• Bloque de texto:
################

Siempre
he tenido la convicción de que las personas elegidas por los ciudadanos —en
sufragio universal, libre, directo, igual y secreto— para un cargo en las
instituciones del Estado, han de quedar sujetas a la condición de una limitación
temporal en el mismo, sin posibilidad de reelección; de semejante modo sus
provenientes. Nadie es imprescindible en estos puestos. Y es que, la ausencia
de tal límite, convierte en profesión aquello que debiera ser servicio público.
Comprendo las bondades de un trabajo
indefinido y que en nuestra historia no es común esta práctica. Sin embargo,
pese a que esta democracia pueda dar una apariencia de juventud, la madurez
alcanzada por nuestro Estado de Derecho soportaría, considero, la limitación con
la serenidad y naturalidad propias de personas civilizadas.
No hablo de legitimidad, mucho
cuidado. Si un candidato, cada vez que se presenta, obtiene una mayoría de
votos suficiente para su elección, me alegro por él. O por ella. Hablo de
asumir como propios unos principios dignos de una consolidada y respetable
democracia. Y fijarlos legalmente, en un país donde todo cambio ha de ser
impuesto por norma jurídica, dada nuestra antipatía patológica a ello.

################

Entradas para señalar objetos nombrados
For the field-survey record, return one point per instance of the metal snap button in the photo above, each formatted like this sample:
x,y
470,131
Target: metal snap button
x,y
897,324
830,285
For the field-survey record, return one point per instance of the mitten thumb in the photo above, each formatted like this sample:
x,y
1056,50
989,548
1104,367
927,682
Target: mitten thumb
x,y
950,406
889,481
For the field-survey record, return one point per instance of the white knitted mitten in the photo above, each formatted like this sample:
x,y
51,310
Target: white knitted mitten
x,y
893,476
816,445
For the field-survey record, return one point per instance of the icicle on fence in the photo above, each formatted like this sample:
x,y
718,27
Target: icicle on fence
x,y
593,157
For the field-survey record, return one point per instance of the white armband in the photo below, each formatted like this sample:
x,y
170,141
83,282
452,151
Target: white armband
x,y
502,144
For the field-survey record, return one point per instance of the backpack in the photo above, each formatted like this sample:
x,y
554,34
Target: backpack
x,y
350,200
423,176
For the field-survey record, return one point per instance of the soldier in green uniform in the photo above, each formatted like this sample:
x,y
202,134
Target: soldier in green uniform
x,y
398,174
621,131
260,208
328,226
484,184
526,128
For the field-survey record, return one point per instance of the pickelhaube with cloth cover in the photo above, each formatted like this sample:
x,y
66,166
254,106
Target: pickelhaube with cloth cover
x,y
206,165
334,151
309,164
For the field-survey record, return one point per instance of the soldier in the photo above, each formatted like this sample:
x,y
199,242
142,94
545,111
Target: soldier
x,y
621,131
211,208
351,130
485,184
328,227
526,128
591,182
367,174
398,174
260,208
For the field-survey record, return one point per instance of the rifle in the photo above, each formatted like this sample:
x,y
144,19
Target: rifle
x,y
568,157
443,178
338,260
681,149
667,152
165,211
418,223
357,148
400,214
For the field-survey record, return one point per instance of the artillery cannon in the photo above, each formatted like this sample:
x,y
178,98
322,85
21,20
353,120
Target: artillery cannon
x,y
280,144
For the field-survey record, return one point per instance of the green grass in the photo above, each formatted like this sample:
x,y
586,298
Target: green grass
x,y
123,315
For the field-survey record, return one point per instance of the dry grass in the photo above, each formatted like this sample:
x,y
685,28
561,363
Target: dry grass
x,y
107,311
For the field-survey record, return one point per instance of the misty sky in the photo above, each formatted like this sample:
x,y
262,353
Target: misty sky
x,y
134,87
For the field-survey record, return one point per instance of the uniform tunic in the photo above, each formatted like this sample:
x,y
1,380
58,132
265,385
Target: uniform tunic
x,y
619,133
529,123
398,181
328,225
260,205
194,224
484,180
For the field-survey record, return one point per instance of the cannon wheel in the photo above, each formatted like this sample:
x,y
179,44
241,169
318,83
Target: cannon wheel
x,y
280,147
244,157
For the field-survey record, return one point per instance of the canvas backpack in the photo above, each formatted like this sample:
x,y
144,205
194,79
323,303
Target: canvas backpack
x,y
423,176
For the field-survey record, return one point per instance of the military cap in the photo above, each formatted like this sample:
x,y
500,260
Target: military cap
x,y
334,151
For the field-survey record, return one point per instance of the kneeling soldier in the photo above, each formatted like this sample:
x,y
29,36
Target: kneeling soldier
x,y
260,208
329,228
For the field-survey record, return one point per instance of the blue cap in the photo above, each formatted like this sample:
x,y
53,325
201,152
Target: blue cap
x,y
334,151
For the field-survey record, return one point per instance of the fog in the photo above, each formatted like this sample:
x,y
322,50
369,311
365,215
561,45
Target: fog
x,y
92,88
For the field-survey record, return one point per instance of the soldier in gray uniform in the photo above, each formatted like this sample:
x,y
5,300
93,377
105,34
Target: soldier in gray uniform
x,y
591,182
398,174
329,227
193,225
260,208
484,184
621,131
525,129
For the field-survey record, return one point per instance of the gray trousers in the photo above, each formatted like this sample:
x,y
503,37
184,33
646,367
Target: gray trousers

################

• Tarea propuesta: Prolonga el texto sobre la limitación temporal de los cargos electos a partir de su última oración.

• Resultado:
Referentes inmediatos los hemos
tenido con los presidentes Aznar y Rodríguez Zapatero. Quedaría como tema de
debate aparte, bien es cierto, si la decisión la tomaron por convicciones
éticas o por desgaste político. Otro modelo a tener presente sería el Estatuto
de Autonomía de Castilla-La Mancha, cuyo artículo 13.2 reza: «El Consejo de
Gobierno se compone del Presidente, de los Vicepresidentes, en su caso, y de
los Consejeros. Las Cortes de Castilla-La Mancha, por mayoría de tres quintos
de los miembros del Pleno de la Cámara, aprobarán una Ley del Gobierno y del
Consejo Consultivo, en la que se incluirá la limitación de los mandatos del
Presidente». La mencionada ley (Ley 11/2003) concreta en su artículo 4.2: «No
podrá ser elegido Presidente de la Junta de Comunidades quien ya hubiese
ostentado este cargo durante al menos ocho años, salvo que hayan pasado cuatro
años desde la terminación de su mandato». Admirable. Para lo que estamos
acostumbrados.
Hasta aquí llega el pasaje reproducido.